Stored items

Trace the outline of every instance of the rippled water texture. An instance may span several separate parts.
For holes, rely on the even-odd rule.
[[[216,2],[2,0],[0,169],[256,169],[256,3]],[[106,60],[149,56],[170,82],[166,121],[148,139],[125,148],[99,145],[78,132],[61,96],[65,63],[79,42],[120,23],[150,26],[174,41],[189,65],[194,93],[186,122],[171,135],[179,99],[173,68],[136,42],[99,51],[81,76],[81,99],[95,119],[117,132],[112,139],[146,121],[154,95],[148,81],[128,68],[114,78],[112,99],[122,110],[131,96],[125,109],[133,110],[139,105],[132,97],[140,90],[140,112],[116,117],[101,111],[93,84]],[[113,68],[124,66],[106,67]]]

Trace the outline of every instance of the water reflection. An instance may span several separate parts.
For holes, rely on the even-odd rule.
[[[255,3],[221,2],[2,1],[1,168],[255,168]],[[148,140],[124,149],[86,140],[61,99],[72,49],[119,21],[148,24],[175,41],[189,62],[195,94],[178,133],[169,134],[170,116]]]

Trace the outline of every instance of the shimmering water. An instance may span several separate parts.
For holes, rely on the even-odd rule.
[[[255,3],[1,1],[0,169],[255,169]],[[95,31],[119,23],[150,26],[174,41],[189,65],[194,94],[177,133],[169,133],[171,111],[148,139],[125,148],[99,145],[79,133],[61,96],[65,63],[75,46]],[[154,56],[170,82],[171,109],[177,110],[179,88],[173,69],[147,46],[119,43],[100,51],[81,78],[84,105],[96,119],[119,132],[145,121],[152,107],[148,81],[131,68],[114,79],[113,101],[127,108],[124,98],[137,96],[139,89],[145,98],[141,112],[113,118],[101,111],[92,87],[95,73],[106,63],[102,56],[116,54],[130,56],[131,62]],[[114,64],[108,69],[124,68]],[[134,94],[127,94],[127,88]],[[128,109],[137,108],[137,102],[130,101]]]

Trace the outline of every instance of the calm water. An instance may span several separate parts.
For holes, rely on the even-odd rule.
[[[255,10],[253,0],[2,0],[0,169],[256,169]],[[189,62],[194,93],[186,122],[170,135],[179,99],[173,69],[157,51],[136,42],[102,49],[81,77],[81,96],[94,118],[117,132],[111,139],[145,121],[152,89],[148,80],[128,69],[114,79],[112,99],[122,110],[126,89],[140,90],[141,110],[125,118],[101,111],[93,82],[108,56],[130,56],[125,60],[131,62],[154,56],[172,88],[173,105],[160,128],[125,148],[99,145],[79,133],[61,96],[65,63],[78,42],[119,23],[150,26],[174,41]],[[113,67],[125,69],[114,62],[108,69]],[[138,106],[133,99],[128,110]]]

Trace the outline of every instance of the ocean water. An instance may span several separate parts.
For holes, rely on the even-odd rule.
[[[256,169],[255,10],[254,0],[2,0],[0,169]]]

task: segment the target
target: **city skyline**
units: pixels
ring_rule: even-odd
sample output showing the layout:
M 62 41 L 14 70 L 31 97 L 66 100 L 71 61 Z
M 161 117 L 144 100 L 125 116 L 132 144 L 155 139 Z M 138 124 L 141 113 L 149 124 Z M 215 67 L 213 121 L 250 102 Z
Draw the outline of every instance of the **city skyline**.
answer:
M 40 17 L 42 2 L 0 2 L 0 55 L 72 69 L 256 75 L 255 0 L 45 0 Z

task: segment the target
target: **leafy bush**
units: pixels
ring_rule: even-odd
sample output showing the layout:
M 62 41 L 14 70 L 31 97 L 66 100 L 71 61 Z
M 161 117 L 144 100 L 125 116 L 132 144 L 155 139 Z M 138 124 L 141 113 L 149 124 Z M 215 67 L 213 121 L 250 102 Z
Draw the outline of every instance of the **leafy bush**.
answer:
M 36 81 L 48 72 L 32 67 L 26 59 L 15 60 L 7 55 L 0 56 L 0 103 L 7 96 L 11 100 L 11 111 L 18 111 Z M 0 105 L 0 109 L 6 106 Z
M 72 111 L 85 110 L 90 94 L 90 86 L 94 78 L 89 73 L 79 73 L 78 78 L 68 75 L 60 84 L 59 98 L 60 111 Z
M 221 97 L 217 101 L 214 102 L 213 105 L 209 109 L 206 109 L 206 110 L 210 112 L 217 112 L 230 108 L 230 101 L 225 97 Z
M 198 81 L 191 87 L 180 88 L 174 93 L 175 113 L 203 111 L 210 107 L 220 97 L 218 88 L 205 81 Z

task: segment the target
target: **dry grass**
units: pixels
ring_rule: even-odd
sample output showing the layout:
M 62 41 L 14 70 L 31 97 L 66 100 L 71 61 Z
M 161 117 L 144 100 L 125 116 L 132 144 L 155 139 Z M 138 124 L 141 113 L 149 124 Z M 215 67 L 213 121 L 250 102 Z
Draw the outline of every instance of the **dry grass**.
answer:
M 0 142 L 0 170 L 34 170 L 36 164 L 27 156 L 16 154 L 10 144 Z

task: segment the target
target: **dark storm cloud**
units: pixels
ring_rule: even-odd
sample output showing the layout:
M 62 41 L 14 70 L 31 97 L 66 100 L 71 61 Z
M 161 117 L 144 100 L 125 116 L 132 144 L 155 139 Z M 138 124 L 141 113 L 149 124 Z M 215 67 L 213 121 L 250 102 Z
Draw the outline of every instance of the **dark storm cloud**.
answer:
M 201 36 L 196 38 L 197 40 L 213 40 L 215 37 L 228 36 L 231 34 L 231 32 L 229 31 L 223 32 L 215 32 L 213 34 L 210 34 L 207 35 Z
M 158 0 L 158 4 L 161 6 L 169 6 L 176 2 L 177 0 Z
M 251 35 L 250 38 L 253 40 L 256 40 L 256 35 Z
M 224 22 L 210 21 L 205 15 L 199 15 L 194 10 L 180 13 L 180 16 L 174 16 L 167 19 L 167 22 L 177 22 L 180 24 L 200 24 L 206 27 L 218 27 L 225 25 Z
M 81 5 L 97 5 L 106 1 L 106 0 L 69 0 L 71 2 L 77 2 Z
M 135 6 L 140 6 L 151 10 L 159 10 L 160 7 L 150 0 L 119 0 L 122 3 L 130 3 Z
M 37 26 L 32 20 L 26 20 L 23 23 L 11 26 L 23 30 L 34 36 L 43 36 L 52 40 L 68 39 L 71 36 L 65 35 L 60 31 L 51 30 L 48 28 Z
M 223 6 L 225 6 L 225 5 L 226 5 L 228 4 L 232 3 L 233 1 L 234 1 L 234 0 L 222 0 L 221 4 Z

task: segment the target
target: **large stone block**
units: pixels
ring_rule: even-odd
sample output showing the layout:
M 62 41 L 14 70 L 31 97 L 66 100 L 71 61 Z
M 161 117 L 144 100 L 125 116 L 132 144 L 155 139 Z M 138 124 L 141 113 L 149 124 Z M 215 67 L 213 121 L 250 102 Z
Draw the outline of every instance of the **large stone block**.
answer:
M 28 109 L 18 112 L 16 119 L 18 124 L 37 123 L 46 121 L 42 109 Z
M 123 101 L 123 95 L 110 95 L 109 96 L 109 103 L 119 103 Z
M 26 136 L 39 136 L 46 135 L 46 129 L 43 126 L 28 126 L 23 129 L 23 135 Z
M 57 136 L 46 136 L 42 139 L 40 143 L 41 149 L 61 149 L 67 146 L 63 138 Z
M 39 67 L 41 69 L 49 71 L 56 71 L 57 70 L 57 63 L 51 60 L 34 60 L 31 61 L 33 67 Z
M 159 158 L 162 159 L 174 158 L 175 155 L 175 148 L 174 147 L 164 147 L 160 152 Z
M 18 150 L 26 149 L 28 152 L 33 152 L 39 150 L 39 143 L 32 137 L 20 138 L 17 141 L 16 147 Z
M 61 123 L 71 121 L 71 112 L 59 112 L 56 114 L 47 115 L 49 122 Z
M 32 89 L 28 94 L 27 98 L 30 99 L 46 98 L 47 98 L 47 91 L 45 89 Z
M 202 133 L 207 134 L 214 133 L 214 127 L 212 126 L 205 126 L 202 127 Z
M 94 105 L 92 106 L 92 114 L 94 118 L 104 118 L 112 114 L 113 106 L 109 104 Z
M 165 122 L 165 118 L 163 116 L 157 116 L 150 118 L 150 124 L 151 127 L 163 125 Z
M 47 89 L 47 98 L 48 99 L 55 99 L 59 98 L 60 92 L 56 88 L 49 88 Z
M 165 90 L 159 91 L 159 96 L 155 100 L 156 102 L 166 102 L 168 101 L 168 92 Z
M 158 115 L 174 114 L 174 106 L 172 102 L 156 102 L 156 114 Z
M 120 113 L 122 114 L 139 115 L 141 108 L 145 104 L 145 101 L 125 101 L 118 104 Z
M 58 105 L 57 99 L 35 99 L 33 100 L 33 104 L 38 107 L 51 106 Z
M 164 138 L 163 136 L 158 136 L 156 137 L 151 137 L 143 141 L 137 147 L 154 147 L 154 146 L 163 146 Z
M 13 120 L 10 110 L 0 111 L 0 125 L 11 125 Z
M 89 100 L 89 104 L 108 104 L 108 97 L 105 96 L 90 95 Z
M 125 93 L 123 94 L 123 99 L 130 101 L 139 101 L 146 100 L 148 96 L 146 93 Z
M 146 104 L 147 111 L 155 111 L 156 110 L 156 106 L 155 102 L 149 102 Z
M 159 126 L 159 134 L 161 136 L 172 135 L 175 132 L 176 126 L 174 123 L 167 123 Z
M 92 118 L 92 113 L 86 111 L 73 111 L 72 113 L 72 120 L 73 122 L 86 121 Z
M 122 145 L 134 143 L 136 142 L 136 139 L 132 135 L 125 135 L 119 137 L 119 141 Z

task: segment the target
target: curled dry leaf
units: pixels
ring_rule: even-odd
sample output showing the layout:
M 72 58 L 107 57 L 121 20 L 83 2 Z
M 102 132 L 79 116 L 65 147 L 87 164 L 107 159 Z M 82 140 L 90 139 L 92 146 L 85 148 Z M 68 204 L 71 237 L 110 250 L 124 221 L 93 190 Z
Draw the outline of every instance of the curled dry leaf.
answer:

- STATED TASK: Count how many lines of the data above contain the word "dark". Reply with the number alone.

- RESULT: 2